PAGE TEXT.
►

Published:Thursday | January 8, 2015 | 1:00 AMBarbara Gayle

The problems affecting the justice system, which have resulted in a backlog of more than 500 cases in the Home Circuit Court, were yesterday highlighted during the opening of the new session.

Justice Lloyd Hibbert stressed that for there to be a significant dent in the backlog of cases, there must be cooperation from jurors and witnesses.

Hibbert spoke of the numerous times when cases had to be put off because of insufficient jurors. He noted that citizens shunned jury duty for various reasons but warned that without a proper justice system there would be anarchy and chaos in the country.

He also lashed out at the police who fail to have cases properly investigated, arguing that that often leads to cases being adjourned for law enforcement to get additional statements.

Hibbert stressed that all the statements should be collected before a case reaches the Resident Magistrate's Court.

◄

DATA LINES.
►

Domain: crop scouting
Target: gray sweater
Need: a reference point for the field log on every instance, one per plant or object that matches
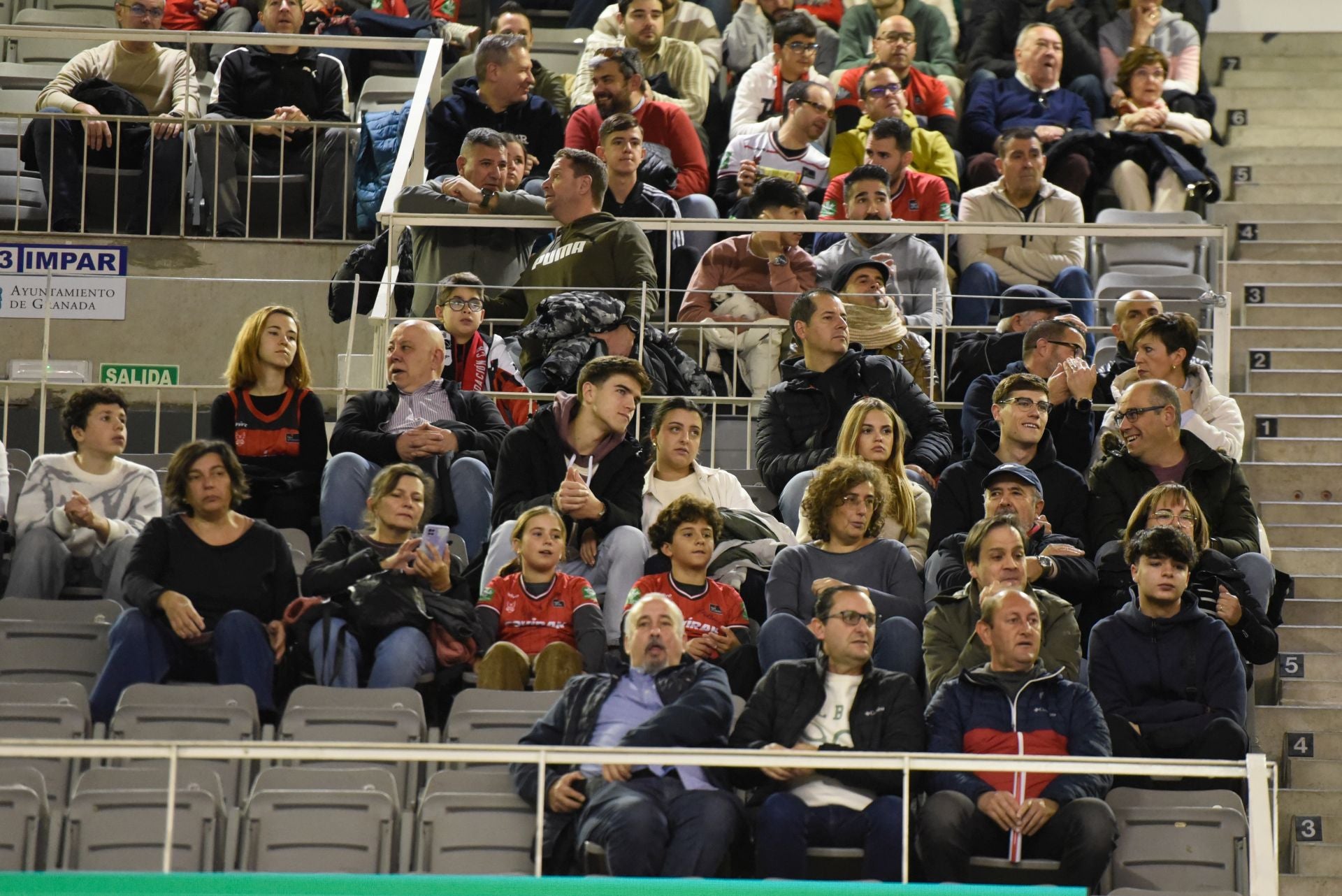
(918, 271)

◄

WHAT YOU NEED TO DO. Reproduce the passage of the court backlog article between "The problems affecting" and "the new session.", inclusive.

WRITTEN SOLUTION.
The problems affecting the justice system, which have resulted in a backlog of more than 500 cases in the Home Circuit Court, were yesterday highlighted during the opening of the new session.